* _THE TASK_
Counting only the lines below that contain the word "coords", what is the total? Give it with no other words.

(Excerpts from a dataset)
╔══
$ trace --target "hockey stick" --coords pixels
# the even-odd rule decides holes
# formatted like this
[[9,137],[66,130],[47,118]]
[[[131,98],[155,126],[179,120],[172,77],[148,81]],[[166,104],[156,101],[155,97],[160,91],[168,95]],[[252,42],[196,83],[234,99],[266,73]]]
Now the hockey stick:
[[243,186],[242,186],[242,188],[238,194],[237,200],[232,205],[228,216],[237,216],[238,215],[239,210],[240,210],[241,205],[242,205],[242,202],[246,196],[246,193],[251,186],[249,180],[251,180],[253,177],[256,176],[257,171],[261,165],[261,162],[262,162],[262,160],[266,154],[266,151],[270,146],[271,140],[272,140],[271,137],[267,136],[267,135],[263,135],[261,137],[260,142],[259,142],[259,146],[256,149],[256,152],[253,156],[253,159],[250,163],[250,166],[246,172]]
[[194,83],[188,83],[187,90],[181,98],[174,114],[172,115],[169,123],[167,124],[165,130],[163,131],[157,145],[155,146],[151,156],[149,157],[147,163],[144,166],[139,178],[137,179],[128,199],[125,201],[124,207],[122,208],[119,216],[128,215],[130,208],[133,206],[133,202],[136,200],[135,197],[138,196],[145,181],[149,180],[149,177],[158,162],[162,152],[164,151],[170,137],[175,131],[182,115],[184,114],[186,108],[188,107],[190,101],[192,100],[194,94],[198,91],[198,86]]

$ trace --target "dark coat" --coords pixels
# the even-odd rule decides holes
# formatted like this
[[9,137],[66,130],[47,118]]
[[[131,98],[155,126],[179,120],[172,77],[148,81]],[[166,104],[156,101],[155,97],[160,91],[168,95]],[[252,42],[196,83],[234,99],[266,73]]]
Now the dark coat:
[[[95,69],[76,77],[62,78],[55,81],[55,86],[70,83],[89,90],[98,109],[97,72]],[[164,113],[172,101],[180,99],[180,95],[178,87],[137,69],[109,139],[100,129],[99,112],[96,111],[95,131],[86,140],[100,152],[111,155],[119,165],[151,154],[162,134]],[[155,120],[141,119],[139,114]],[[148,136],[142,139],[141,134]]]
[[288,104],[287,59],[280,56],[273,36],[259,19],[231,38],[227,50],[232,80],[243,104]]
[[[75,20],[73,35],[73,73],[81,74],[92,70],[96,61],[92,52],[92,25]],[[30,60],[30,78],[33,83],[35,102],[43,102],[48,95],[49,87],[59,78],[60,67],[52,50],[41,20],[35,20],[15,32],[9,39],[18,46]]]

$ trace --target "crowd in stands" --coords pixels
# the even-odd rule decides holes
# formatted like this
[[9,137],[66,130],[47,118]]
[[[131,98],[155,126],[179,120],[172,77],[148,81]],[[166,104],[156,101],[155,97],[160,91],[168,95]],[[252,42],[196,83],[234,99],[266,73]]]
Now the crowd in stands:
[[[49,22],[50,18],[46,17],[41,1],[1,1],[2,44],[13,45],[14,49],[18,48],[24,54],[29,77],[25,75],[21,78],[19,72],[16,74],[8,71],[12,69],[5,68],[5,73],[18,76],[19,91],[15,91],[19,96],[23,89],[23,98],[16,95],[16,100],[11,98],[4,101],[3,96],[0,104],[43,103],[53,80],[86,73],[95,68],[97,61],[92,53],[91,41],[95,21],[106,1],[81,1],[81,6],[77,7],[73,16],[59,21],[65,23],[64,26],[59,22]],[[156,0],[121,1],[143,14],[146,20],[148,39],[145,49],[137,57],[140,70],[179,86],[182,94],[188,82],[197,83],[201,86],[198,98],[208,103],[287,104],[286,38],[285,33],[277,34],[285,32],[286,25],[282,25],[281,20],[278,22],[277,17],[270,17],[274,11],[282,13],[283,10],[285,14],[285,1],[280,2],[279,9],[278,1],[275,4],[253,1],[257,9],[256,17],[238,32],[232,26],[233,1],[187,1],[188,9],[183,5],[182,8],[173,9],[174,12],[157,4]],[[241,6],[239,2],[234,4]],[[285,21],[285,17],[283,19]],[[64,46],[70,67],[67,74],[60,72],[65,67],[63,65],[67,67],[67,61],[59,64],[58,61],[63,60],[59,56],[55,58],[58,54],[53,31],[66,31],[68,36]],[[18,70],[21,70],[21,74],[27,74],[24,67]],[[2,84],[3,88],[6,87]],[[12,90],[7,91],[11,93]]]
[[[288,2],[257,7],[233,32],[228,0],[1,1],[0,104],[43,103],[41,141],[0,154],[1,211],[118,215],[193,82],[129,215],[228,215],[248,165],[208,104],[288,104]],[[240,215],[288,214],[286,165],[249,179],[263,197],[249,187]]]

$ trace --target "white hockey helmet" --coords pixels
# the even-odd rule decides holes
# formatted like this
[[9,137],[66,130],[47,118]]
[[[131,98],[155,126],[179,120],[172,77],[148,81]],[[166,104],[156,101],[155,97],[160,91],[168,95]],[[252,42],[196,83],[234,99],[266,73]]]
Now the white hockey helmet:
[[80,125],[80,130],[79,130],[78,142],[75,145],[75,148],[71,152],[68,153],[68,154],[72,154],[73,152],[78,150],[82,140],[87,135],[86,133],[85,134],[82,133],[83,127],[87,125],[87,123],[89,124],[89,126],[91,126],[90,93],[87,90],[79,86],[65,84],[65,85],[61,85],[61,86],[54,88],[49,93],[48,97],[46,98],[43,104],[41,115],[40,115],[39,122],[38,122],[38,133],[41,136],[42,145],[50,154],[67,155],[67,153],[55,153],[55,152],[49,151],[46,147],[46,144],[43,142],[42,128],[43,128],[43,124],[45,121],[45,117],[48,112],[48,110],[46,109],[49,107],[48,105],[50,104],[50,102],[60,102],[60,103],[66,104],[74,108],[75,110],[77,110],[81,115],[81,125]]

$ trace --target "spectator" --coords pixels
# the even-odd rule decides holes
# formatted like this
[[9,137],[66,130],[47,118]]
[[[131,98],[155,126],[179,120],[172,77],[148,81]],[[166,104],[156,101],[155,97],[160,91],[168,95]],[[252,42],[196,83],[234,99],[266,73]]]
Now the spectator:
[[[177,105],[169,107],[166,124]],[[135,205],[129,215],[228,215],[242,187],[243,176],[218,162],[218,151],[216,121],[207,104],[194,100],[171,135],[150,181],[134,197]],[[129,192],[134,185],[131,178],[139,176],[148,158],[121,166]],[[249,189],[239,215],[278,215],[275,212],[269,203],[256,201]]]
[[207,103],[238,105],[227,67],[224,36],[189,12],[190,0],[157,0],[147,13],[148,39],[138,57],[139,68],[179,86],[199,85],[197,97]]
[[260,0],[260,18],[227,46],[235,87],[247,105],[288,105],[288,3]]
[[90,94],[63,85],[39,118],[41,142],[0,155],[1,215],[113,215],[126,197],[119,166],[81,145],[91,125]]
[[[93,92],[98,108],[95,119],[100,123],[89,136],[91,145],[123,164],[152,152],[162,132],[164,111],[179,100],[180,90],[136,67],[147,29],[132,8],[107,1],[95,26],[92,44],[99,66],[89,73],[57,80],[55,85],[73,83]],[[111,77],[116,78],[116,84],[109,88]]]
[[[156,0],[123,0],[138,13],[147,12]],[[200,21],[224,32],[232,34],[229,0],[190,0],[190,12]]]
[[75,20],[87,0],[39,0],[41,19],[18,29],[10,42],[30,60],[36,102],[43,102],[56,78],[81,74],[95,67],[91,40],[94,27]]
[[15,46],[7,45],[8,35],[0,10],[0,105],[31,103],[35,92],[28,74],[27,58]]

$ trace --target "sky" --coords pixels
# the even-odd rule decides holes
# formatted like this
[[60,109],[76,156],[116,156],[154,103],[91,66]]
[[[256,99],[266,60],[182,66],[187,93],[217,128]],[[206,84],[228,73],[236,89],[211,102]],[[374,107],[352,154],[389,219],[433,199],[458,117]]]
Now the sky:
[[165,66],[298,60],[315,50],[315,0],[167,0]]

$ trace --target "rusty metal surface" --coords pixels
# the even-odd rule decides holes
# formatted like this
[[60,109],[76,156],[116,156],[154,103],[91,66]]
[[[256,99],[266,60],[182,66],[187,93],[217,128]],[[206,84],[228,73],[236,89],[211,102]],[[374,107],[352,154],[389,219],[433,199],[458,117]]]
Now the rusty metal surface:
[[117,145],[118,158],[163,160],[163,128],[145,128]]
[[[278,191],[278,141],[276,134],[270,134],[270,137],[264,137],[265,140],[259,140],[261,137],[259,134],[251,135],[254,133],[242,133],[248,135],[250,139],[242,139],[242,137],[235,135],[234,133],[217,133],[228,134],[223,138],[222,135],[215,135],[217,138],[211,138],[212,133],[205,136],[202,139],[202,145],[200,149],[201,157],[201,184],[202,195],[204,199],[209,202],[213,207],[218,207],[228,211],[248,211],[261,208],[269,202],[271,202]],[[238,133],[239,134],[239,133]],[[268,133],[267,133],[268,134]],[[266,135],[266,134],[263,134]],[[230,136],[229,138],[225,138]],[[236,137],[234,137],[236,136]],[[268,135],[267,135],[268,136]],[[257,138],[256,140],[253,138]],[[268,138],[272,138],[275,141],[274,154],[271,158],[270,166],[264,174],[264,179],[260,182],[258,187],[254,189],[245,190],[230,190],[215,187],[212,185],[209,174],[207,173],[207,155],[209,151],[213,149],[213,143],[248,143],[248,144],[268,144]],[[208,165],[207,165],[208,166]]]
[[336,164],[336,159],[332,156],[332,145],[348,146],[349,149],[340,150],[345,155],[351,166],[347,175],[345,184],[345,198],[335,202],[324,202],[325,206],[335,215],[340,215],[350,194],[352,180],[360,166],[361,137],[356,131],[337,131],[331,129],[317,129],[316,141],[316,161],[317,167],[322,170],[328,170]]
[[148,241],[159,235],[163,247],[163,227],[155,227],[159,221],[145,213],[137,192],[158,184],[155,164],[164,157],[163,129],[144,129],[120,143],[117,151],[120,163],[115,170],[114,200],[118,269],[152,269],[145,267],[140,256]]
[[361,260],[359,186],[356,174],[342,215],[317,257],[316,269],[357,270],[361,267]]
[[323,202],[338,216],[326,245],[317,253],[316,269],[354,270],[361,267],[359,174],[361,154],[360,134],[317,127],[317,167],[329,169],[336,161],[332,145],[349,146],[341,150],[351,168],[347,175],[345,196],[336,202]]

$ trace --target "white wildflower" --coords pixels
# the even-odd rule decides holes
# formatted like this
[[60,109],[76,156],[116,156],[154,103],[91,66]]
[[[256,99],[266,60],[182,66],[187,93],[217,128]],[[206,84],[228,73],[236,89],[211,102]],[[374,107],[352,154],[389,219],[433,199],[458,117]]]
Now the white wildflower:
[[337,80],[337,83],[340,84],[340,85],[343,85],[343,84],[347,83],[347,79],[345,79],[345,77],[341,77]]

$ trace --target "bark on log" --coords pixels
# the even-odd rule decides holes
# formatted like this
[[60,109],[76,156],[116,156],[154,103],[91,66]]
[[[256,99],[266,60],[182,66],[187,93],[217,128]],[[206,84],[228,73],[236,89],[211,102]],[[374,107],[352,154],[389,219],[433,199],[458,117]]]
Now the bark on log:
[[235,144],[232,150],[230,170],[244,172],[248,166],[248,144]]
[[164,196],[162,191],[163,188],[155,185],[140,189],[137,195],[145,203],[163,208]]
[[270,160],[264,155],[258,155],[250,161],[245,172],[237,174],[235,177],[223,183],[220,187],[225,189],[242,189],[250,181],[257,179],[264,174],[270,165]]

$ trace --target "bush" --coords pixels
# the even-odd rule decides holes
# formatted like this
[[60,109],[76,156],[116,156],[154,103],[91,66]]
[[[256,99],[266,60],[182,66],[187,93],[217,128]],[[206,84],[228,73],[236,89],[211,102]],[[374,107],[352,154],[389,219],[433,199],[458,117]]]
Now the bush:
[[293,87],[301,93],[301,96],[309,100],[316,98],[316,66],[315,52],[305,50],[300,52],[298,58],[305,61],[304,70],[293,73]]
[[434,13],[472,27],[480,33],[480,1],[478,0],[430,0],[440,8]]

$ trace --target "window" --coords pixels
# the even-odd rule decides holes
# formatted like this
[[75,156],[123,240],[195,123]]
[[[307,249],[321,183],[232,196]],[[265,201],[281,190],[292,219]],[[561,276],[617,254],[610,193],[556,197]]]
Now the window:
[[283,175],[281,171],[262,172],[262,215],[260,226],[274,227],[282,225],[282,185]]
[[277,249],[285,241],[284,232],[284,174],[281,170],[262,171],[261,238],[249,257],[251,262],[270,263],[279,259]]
╚══
* _SOLUTION BELOW_
11